- Exercise directions -
A faithful retyping of every entry below is wanted, with images left out.

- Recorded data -
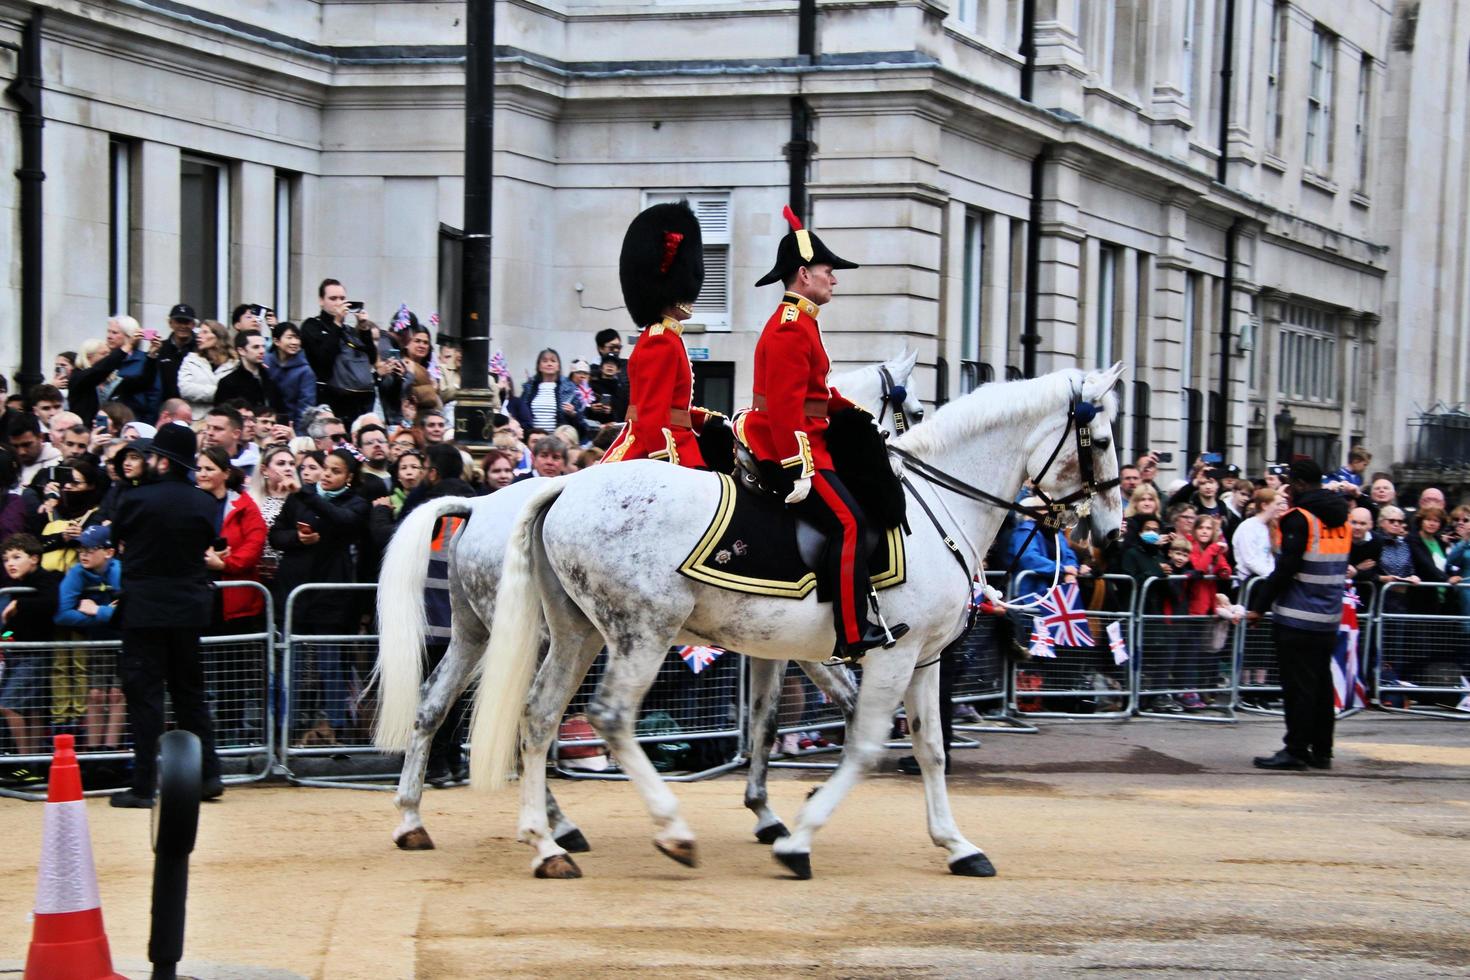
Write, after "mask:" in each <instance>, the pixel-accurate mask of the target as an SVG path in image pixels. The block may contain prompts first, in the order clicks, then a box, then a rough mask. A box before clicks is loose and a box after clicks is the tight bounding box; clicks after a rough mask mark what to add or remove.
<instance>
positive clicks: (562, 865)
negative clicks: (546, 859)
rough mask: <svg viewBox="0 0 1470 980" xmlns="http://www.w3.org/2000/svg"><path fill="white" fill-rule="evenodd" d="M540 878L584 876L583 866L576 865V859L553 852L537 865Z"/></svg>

- Task output -
Write, after "mask:" in each <instance>, the pixel-accurate mask of the target as an SVG path in image pixels. The block may contain prompts first, in the order clicks, then a box, then a rough mask. A box before clicks is loose and a box after clicks is the tight bounding box; clicks after a rough mask mark what to add or remove.
<instance>
positive clicks: (562, 865)
negative clicks: (546, 859)
rough mask: <svg viewBox="0 0 1470 980" xmlns="http://www.w3.org/2000/svg"><path fill="white" fill-rule="evenodd" d="M540 878L584 876L583 866L576 865V859L553 852L537 865Z"/></svg>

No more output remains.